Consigne a
Repérez dans le listing ci-dessous chaque ligne où figure le mot « small », puis recopiez ces lignes.

La scène se déroule fin avril, à Saint-Pétersbourg. Nicolas Patrouchev, figure tutélaire de l’appareil sécuritaire russe, convie ses homologues venus d’Afrique, d’Asie, d’Amérique latine et du Moyen-Orient à un rendez-vous placé sous le sceau du « souveraineté et sécurité informationnelles ». Derrière la formule, un enjeu bien plus concret : proposer aux États du Sud global les outils numériques « made in Russia », présentés comme un bouclier contre les ingérences occidentales. La présence de Sergueï Narychkine, patron des services extérieurs russes, donne à la réunion un poids tout particulier : Patrouchev n’hésite pas à inciter ses hôtes à confier à Moscou les clés de leurs écosystèmes digitaux naissants.

Extrait du listing
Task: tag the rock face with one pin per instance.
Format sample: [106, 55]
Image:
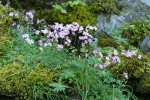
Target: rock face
[145, 45]
[134, 9]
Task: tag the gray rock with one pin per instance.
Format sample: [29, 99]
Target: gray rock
[134, 9]
[145, 45]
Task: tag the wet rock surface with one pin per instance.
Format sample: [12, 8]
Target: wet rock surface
[145, 45]
[132, 10]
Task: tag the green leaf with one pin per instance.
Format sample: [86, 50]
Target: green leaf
[68, 74]
[58, 87]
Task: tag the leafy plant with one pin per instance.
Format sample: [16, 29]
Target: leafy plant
[135, 31]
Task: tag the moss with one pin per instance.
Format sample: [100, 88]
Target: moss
[136, 30]
[78, 13]
[138, 72]
[18, 80]
[6, 20]
[106, 6]
[106, 41]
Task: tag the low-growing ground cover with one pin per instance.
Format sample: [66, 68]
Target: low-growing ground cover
[44, 61]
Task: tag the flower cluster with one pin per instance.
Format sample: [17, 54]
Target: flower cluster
[26, 37]
[29, 16]
[111, 58]
[114, 58]
[65, 35]
[13, 14]
[131, 53]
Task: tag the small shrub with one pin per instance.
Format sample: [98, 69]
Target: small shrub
[18, 80]
[82, 14]
[106, 41]
[135, 31]
[105, 6]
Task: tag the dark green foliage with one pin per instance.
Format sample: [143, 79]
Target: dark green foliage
[81, 14]
[105, 6]
[106, 41]
[136, 30]
[18, 80]
[138, 72]
[31, 4]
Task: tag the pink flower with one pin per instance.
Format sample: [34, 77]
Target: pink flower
[116, 59]
[25, 36]
[115, 52]
[101, 66]
[81, 29]
[29, 15]
[128, 53]
[41, 49]
[125, 75]
[106, 64]
[60, 47]
[37, 32]
[11, 14]
[139, 56]
[45, 31]
[29, 41]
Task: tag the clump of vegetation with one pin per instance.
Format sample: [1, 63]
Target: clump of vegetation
[81, 13]
[137, 69]
[136, 30]
[105, 40]
[7, 17]
[18, 80]
[105, 6]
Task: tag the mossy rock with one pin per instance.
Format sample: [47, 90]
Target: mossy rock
[138, 72]
[81, 14]
[106, 6]
[105, 40]
[136, 31]
[5, 20]
[18, 80]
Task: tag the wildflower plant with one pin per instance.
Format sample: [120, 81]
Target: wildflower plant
[64, 36]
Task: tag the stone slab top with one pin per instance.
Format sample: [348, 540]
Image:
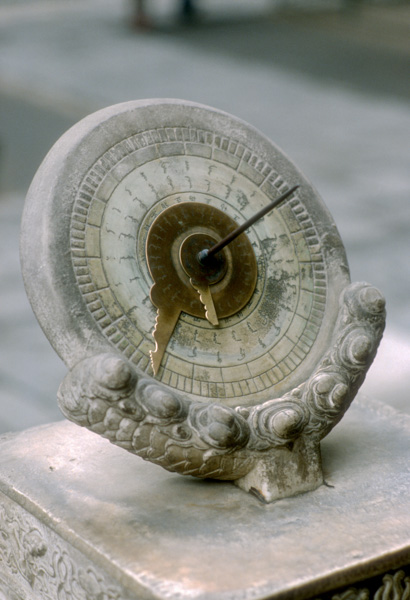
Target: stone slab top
[161, 535]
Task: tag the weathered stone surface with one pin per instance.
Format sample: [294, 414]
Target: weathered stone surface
[275, 375]
[82, 511]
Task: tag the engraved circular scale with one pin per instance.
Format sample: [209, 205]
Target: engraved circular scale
[124, 170]
[197, 288]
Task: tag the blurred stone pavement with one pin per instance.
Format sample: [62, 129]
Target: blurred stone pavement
[330, 87]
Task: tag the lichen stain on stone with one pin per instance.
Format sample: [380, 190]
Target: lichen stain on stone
[276, 296]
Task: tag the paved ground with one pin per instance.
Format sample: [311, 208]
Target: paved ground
[331, 88]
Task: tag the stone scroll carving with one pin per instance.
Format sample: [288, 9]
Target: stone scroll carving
[391, 586]
[104, 394]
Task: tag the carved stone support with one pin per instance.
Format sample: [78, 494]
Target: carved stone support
[247, 444]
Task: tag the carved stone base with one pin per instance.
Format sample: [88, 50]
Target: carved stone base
[285, 472]
[82, 520]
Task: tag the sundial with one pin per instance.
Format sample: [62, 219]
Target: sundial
[197, 288]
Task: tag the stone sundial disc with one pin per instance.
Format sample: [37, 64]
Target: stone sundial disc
[197, 288]
[88, 216]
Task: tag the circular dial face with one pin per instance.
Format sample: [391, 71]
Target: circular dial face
[249, 353]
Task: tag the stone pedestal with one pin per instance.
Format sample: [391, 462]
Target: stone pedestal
[82, 519]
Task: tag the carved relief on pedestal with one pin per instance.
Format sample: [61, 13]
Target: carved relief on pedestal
[36, 561]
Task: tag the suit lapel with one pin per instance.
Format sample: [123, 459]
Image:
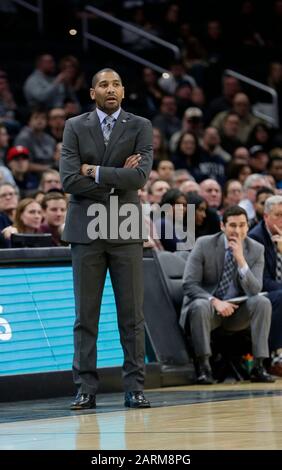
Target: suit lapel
[96, 134]
[119, 128]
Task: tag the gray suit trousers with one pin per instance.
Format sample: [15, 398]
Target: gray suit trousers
[255, 312]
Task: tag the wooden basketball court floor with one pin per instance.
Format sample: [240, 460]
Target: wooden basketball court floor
[221, 417]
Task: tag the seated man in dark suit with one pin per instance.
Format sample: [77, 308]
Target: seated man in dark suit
[220, 267]
[269, 233]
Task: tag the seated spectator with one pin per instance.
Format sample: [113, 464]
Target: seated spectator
[190, 187]
[156, 190]
[269, 233]
[232, 193]
[54, 207]
[261, 196]
[213, 159]
[4, 143]
[180, 176]
[18, 162]
[43, 89]
[50, 179]
[56, 122]
[275, 167]
[192, 123]
[238, 171]
[166, 120]
[165, 170]
[252, 184]
[211, 192]
[241, 106]
[170, 225]
[239, 271]
[258, 159]
[40, 144]
[9, 197]
[229, 133]
[159, 147]
[28, 219]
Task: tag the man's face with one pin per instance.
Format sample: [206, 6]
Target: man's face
[274, 219]
[55, 212]
[108, 92]
[236, 227]
[166, 170]
[211, 192]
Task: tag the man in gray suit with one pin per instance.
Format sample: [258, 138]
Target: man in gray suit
[221, 267]
[106, 154]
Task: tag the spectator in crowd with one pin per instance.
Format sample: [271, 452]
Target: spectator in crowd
[9, 197]
[28, 218]
[159, 147]
[50, 179]
[192, 122]
[258, 159]
[180, 176]
[8, 106]
[230, 86]
[177, 76]
[187, 154]
[4, 143]
[261, 196]
[54, 207]
[239, 262]
[252, 184]
[43, 89]
[165, 169]
[211, 192]
[166, 120]
[40, 144]
[213, 160]
[241, 106]
[241, 155]
[260, 135]
[190, 187]
[275, 167]
[238, 171]
[156, 190]
[18, 162]
[55, 123]
[269, 233]
[232, 193]
[229, 134]
[171, 225]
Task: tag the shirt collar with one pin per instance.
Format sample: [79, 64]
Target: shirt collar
[102, 115]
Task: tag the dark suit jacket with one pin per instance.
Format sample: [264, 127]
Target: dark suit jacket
[204, 268]
[83, 143]
[260, 234]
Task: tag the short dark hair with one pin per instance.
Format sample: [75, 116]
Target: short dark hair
[95, 78]
[234, 210]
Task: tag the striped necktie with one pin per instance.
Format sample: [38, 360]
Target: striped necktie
[227, 274]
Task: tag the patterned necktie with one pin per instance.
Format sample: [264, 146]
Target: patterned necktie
[227, 275]
[278, 266]
[107, 128]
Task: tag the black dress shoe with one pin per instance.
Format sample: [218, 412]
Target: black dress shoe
[83, 401]
[259, 374]
[205, 376]
[136, 400]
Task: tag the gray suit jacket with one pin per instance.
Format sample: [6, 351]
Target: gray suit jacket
[204, 268]
[83, 143]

Consigne b
Recopiez tout le passage du texte proposé ci-dessus, depuis « La scène se » jusqu'à « écosystèmes digitaux naissants. ».

Corrigé a
Task: tag the small shrub with one pin per instance.
Target: small shrub

Corrigé b
La scène se déroule fin avril, à Saint-Pétersbourg. Nicolas Patrouchev, figure tutélaire de l’appareil sécuritaire russe, convie ses homologues venus d’Afrique, d’Asie, d’Amérique latine et du Moyen-Orient à un rendez-vous placé sous le sceau du « souveraineté et sécurité informationnelles ». Derrière la formule, un enjeu bien plus concret : proposer aux États du Sud global les outils numériques « made in Russia », présentés comme un bouclier contre les ingérences occidentales. La présence de Sergueï Narychkine, patron des services extérieurs russes, donne à la réunion un poids tout particulier : Patrouchev n’hésite pas à inciter ses hôtes à confier à Moscou les clés de leurs écosystèmes digitaux naissants.